_Text shown:_
- - - -
Reverse Like-Kind Exchanges - Form Over Substance?

The Tax Court recently held in a division opinion that the form of the taxpayer’s transaction was determinative instead of the substance of the transaction. The court held in Bartell et al. v. Commissioner, 147 T.C. No. 5 (Aug. 10, 2016) that a taxpayer’s reverse like-kind exchange was a qualified §1031 transaction where the taxpayer carefully structured the exchange using a qualified intermediary (third-party) to hold property titles while the taxpayer retained the benefits and burdens of ownership.

Reverse Exchanges

In a reverse like-kind exchange, also known as a “Starker Exchange” (named after Starker v. Commissioner, 602 F.2d 1341 (9th Cir. 1979)), a taxpayer receives the replacement property before disposing of the relinquished property. There has been no question that forward exchanges were contemplated by §1031. However, in Starker, courts expanded the scope and allowed deferred exchanges (now codified in §1031(a)(3)) and the IRS promulgated regulations to allow deferred forward exchanges. Following litigation the IRS released guidance in a safe harbor allowing for “parking arrangements” aka reverse exchanges, where a taxpayer uses a third-party to “park” title and ownership of the replacement property while deferring disposition of the relinquished property. Rev. Proc. 2000-37, 2000-2 C.B. 308. Bartell took place before the safe harbor was released, making it an interesting fact pattern because it allows reverse exchanges outside of the safe harbor.

Taxpayer’s Reverse Exchange Structure

The taxpayer is a drug store chain which identified a potential retail location to open another store. At the time the taxpayer was not clear on which property it would relinquish in the §1031 exchange. To facilitate a qualified §1031 exchange and acquire parcel L before relinquishment of parcel E, the taxpayer engaged with a qualified third-party intermediary (QI). QI formed an LLC special purpose entity (SPE) that would take title and “own” L while in substance giving the taxpayer full use, benefits, and burdens of the property via contractual arrangements and lease-back. Taxpayer provided insurance and indemnity to SPE on L. During construction of L, taxpayer found a suitable buyer for E. Taxpayer engaged in a purchase and sale agreement for E, assigning its rights and proceeds to QI. QI in turn applied the proceeds to an exchange with SPE, receiving L in return and completing the transaction by deeding L to taxpayer in a pre-arranged contract. Taxpayer deferred the proceeds from E on its return and the IRS disallowed the purported §1031 treatment.

Taxpayer’s Form Over Substance

The Tax Court distinguished the facts in Decleene v. Commissioner, 115 T.C. 457 (2000), stating that the taxpayer in Bartell did not engage in a self-exchange unlike the transaction in Decleene. In Decleene, the taxpayer had obtained the replacement property a year before engaging in a like-kind exchange and transferred title directly to the purchaser of the relinquished property. The court explained that the facts in that case weighed heavily against the taxpayer as it appeared a §1031 exchange was contemplated after acquiring the replacement property instead of carefully using a third-party intermediary to engage in a deliberate §1031 exchange. In contrast, the taxpayer in Bartell went to great lengths to properly structure the transaction and use a QI to hold title and contractual arrangements to be afforded use of the land in the meantime. These factors led the Tax Court to hold for the taxpayer.
- - - -
[Records from a point labeling set]

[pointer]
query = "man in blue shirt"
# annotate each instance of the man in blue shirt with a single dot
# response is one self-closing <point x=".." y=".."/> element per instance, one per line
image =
- - - -
_Work to do:_
a) Set down everything in the article on reverse like-kind exchanges from "Reverse Like-Kind Exchanges" down to "burdens of ownership.".
b) Using the article on reverse like-kind exchanges, say whether each statement agrees with it, giving yes or no and quoting the words that decide it: (i) The Bartell transaction took place before the safe harbor was released. (ii) The IRS accepted the taxpayer's §1031 treatment of the proceeds from E. (iii) In Decleene, the taxpayer obtained the replacement property a year before engaging in a like-kind exchange.

_Worked answers:_
a)
Reverse Like-Kind Exchanges - Form Over Substance?

The Tax Court recently held in a division opinion that the form of the taxpayer’s transaction was determinative instead of the substance of the transaction. The court held in Bartell et al. v. Commissioner, 147 T.C. No. 5 (Aug. 10, 2016) that a taxpayer’s reverse like-kind exchange was a qualified §1031 transaction where the taxpayer carefully structured the exchange using a qualified intermediary (third-party) to hold property titles while the taxpayer retained the benefits and burdens of ownership.

b)
(i) Yes: "Bartell took place before the safe harbor was released"
(ii) No: "the IRS disallowed the purported §1031 treatment"
(iii) Yes: "the taxpayer had obtained the replacement property a year before engaging in a like-kind exchange"